>>

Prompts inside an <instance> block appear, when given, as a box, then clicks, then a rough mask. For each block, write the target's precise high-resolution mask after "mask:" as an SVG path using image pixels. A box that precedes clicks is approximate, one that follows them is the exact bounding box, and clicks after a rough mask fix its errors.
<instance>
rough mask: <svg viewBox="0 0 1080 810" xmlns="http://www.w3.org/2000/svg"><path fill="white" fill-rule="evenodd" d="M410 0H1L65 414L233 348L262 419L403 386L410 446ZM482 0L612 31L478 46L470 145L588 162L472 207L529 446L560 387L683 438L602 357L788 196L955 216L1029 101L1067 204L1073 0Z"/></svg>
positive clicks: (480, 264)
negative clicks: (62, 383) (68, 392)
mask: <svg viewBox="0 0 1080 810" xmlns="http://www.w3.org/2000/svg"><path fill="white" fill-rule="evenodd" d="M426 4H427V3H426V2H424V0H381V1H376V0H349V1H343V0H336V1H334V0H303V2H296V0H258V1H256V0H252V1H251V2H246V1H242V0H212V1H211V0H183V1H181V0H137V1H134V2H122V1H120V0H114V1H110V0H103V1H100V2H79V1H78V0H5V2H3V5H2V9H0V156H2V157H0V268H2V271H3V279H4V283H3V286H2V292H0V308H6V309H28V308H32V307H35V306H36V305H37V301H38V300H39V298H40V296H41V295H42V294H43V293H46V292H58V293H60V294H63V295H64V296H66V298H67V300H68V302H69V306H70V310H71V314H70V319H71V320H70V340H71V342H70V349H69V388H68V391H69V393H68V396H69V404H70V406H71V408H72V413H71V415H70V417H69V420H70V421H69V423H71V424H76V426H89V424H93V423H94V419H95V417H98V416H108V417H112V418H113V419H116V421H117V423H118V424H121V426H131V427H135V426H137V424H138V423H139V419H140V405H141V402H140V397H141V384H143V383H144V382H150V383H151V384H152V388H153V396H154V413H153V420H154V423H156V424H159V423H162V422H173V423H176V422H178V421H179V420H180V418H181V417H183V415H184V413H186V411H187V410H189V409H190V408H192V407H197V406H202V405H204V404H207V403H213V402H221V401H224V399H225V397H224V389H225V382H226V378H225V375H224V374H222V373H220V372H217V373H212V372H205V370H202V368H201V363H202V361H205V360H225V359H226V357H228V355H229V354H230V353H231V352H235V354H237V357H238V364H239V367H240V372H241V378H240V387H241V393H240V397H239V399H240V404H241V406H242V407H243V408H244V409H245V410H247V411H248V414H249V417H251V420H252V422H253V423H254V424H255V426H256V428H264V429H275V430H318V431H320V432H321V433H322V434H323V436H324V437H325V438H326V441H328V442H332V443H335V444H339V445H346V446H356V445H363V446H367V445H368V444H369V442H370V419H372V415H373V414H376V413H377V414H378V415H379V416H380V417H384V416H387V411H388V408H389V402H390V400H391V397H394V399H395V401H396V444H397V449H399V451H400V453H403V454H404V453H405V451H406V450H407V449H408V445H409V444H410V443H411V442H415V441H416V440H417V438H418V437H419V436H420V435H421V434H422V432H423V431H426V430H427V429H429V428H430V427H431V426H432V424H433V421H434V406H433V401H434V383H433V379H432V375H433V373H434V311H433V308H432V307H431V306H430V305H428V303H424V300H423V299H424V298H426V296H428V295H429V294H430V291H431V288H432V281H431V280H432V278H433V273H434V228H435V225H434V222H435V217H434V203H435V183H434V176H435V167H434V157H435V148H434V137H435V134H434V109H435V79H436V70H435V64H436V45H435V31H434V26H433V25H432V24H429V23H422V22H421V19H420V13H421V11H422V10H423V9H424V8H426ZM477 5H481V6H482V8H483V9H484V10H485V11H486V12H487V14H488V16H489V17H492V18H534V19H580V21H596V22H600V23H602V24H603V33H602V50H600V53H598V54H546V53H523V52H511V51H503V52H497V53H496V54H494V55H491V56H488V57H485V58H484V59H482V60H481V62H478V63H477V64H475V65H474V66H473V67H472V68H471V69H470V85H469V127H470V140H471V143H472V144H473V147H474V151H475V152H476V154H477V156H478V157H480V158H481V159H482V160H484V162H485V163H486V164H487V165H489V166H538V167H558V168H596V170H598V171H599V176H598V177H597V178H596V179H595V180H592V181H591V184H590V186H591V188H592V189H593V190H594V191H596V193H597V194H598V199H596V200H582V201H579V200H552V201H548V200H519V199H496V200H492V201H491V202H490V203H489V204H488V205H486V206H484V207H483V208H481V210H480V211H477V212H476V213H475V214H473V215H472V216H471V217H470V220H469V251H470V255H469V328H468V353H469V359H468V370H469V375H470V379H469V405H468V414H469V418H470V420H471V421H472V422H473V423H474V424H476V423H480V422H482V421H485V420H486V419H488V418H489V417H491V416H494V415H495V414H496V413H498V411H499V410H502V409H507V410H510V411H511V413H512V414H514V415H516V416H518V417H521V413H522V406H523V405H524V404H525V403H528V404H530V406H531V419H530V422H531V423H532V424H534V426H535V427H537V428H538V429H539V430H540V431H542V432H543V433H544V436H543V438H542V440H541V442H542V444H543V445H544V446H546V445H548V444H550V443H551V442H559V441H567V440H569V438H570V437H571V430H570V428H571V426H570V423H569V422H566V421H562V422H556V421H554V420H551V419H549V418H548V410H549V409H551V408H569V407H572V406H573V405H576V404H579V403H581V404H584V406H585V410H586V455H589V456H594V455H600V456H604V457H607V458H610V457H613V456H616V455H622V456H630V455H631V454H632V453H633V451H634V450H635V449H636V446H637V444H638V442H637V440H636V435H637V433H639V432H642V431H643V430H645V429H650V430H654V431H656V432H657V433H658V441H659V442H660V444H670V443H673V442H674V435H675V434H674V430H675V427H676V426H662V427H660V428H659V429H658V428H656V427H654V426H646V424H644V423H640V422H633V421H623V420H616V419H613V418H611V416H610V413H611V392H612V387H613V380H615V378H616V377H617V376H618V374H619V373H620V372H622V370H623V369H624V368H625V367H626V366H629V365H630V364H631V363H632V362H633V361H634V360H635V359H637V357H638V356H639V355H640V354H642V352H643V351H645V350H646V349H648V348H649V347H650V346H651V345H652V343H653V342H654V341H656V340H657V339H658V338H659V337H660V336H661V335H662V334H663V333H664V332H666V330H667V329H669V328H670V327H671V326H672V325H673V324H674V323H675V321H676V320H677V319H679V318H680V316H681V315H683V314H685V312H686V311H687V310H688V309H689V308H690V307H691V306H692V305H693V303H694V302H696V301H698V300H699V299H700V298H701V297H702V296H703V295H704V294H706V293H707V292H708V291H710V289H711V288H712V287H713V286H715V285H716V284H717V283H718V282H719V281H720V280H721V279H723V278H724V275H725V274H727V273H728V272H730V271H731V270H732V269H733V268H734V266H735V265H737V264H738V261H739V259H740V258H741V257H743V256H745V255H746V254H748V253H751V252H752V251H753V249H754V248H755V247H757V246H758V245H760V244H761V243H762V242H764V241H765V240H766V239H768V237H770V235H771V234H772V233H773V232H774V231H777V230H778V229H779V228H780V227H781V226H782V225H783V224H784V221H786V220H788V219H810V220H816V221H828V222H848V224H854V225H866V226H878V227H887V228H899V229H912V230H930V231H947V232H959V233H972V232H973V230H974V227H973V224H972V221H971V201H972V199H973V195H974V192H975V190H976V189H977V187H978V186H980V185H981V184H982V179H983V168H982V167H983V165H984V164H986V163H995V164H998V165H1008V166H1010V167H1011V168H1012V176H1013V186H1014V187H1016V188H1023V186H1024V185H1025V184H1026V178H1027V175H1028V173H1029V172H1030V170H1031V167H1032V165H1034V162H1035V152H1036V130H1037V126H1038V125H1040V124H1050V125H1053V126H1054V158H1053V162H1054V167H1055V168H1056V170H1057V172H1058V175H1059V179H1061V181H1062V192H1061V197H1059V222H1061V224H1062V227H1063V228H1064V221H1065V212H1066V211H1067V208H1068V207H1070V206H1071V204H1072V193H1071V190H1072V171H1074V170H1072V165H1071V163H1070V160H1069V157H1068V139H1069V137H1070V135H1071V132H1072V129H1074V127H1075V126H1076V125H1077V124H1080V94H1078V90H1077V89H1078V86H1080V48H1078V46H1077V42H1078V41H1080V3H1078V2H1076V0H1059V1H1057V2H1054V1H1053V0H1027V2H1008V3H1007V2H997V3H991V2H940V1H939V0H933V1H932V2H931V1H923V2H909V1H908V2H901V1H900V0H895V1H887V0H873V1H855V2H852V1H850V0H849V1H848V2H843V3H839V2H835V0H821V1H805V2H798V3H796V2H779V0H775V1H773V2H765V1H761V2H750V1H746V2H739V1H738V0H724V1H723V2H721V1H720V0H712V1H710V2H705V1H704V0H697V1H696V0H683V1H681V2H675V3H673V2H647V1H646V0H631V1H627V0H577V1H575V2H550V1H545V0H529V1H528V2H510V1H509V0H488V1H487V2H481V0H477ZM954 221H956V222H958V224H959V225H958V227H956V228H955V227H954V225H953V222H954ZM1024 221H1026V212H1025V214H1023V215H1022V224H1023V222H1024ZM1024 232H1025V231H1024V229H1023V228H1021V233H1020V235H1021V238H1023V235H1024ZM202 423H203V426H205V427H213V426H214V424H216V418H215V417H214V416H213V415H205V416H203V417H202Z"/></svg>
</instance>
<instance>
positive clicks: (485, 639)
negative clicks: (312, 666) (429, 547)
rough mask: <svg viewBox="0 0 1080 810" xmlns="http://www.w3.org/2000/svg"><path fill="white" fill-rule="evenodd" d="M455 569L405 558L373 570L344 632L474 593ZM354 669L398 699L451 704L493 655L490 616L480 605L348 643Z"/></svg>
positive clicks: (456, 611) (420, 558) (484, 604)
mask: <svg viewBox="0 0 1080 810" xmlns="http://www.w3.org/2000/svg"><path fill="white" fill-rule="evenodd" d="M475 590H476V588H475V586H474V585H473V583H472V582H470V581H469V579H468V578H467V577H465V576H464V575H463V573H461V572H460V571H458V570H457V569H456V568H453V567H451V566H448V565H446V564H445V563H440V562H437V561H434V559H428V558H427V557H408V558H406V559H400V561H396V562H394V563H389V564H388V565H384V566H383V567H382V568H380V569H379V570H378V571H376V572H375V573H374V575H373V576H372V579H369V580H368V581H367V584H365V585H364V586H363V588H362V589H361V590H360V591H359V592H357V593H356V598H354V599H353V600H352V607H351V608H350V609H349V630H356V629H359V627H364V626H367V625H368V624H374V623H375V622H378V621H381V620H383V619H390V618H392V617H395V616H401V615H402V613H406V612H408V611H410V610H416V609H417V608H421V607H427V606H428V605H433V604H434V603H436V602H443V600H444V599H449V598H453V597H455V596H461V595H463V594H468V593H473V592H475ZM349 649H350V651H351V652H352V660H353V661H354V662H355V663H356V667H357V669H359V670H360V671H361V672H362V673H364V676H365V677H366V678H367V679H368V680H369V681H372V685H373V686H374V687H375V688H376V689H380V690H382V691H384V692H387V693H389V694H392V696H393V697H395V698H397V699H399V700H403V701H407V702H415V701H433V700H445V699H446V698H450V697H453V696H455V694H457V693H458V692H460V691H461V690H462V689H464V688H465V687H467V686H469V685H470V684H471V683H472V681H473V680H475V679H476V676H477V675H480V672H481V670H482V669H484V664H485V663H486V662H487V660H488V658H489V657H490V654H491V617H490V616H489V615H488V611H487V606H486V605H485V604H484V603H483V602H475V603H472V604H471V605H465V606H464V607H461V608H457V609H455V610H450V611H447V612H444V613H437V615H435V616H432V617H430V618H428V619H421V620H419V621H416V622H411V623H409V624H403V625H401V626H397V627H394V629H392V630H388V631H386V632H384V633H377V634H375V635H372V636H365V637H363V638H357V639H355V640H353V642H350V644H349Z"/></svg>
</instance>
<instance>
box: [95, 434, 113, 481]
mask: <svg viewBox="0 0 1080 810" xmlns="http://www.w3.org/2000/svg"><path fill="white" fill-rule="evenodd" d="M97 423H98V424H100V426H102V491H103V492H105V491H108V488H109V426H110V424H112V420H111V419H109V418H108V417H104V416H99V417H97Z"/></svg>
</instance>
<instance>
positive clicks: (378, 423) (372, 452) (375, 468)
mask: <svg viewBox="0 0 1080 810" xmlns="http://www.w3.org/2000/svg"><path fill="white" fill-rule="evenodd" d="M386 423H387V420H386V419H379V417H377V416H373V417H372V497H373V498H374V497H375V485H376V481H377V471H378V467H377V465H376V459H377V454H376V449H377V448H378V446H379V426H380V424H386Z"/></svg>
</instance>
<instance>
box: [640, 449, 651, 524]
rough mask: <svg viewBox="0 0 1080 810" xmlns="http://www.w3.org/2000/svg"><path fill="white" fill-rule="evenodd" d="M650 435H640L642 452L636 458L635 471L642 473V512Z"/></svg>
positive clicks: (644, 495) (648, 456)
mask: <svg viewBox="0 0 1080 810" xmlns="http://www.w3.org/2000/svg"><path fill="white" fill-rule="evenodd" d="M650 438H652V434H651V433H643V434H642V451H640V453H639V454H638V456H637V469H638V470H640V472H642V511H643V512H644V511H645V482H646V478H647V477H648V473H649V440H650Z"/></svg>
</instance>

<<
>>

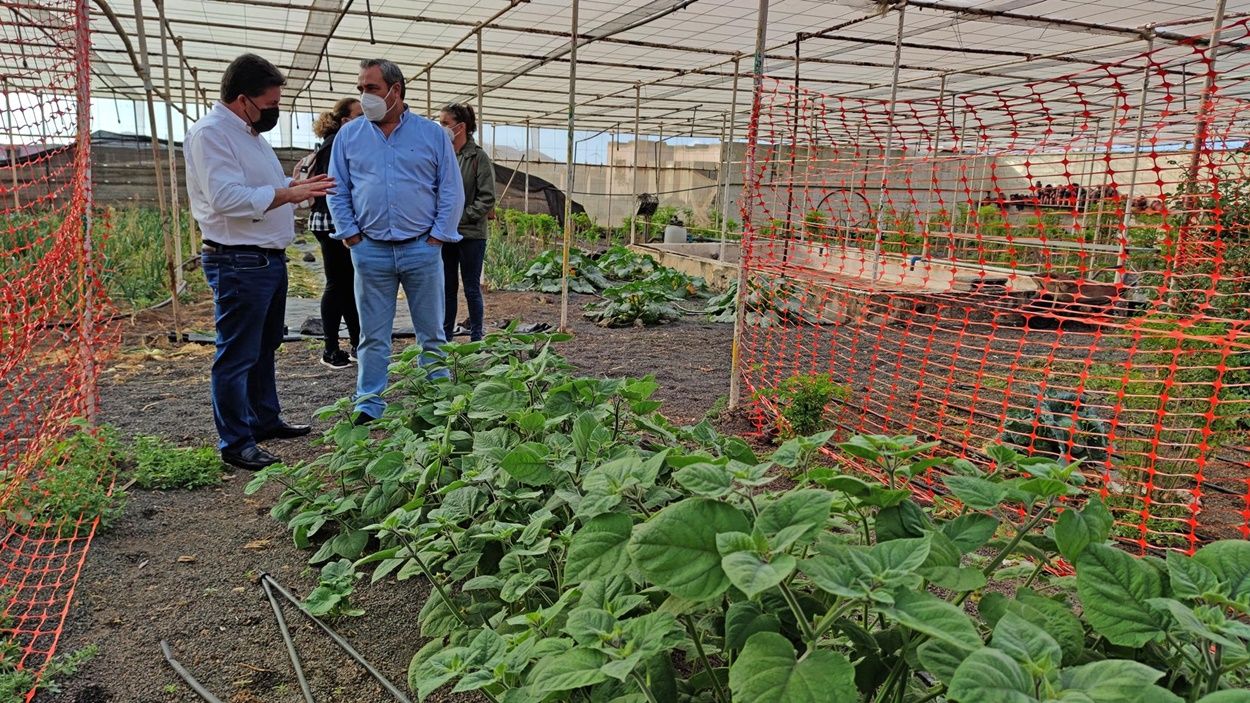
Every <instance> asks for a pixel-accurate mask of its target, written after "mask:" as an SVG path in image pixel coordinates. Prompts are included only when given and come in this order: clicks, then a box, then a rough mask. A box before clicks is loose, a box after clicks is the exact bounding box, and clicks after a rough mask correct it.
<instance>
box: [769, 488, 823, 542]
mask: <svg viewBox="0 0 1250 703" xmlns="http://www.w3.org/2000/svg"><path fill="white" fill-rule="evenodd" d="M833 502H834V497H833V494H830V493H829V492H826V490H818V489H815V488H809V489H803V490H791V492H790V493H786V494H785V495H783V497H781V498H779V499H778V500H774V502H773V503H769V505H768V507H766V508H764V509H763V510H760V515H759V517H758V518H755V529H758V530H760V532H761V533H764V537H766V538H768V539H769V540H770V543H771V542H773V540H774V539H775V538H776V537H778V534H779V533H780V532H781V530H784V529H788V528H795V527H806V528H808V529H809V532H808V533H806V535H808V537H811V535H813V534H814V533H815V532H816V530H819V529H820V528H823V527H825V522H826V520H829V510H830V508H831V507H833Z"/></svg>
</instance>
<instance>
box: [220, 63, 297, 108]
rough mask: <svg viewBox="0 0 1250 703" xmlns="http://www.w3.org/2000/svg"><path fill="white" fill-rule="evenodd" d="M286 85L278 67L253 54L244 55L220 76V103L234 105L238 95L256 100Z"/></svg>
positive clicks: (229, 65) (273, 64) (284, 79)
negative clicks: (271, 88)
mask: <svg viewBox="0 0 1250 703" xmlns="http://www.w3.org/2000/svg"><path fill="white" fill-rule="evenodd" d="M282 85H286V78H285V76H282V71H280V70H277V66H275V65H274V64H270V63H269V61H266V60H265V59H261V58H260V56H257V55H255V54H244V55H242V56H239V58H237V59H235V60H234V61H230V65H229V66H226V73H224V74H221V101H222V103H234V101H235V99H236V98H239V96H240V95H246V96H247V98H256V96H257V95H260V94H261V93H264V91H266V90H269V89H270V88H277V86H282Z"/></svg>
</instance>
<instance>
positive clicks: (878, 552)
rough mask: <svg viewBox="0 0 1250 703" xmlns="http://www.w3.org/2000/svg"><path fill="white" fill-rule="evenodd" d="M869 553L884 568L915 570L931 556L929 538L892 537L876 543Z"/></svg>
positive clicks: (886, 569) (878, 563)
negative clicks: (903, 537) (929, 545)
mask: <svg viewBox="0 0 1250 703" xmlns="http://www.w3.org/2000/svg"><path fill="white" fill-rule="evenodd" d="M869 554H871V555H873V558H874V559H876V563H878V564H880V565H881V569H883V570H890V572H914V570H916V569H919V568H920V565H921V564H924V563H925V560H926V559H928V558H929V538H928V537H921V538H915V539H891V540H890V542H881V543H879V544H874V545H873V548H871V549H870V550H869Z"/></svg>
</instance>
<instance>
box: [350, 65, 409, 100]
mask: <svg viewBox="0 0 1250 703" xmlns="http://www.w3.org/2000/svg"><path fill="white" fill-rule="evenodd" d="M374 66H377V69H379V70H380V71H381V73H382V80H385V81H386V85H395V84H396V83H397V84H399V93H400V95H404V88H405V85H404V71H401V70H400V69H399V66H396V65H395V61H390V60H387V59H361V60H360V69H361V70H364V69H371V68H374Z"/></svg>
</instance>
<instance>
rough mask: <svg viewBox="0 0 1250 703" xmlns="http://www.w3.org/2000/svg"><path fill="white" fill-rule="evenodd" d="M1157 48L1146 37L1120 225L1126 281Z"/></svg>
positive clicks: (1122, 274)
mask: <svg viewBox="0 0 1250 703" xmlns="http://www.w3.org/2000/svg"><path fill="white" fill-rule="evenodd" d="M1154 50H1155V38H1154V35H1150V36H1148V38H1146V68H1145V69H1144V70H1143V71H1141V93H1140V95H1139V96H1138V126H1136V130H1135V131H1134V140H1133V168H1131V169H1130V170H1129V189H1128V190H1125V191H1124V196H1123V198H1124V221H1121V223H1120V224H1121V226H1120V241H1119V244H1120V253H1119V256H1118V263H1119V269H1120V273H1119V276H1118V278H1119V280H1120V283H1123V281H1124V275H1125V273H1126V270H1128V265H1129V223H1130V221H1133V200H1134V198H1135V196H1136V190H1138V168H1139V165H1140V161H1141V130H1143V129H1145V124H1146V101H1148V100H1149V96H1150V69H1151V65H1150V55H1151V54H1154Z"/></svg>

<<
>>

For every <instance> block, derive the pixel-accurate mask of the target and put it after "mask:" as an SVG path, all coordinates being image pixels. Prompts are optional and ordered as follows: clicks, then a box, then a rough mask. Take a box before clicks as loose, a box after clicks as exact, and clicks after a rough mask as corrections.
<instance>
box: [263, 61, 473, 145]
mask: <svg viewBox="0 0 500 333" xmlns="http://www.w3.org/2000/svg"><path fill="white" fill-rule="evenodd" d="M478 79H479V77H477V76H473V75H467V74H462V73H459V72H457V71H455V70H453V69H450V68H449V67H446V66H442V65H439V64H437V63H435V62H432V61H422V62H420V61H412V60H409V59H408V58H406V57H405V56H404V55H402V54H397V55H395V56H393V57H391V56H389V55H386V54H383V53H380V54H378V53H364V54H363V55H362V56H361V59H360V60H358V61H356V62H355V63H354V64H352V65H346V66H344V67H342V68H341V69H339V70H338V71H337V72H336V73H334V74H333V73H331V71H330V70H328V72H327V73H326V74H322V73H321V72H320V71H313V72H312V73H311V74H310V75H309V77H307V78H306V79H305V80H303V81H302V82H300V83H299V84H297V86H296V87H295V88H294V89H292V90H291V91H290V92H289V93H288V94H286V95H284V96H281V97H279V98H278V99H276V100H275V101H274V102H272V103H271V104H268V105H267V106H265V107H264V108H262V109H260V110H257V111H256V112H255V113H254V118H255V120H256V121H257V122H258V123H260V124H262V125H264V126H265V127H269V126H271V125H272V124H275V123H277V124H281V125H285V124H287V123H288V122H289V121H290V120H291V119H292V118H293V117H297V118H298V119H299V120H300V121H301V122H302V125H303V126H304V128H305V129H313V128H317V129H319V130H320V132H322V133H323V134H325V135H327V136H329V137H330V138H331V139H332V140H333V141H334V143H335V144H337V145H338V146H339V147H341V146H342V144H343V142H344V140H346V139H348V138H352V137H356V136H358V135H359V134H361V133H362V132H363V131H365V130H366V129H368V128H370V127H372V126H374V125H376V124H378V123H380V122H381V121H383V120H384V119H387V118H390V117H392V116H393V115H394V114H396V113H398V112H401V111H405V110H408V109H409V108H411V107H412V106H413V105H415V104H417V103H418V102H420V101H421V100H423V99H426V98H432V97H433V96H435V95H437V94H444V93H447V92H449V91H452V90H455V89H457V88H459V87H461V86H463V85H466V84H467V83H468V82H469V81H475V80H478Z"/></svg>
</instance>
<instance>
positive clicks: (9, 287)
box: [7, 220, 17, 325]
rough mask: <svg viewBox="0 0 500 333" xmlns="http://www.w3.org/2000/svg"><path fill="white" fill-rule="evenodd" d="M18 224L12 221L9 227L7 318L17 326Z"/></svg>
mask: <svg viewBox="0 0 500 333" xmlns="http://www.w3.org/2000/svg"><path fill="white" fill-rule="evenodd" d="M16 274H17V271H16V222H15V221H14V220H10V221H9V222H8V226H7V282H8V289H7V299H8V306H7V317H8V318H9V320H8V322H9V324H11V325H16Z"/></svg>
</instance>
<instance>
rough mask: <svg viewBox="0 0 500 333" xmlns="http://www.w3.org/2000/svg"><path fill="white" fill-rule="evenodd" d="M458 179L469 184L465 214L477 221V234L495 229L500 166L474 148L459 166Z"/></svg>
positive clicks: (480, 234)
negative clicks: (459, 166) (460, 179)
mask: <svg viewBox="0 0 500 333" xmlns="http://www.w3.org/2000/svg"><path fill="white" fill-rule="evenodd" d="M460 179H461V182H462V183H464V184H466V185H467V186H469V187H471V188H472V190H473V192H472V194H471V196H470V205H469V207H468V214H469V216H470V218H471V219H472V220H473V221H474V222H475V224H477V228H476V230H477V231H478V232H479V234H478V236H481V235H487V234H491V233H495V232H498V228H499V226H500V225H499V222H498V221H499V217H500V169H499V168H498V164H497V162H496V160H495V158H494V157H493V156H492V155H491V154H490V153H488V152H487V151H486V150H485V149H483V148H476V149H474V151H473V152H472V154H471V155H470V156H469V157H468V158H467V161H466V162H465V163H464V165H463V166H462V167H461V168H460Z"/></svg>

<<

● WHAT THE EXERCISE ASKS: Please say how many lines of the records contain the word "block", giving the number by itself.

● TASK RESULT: 2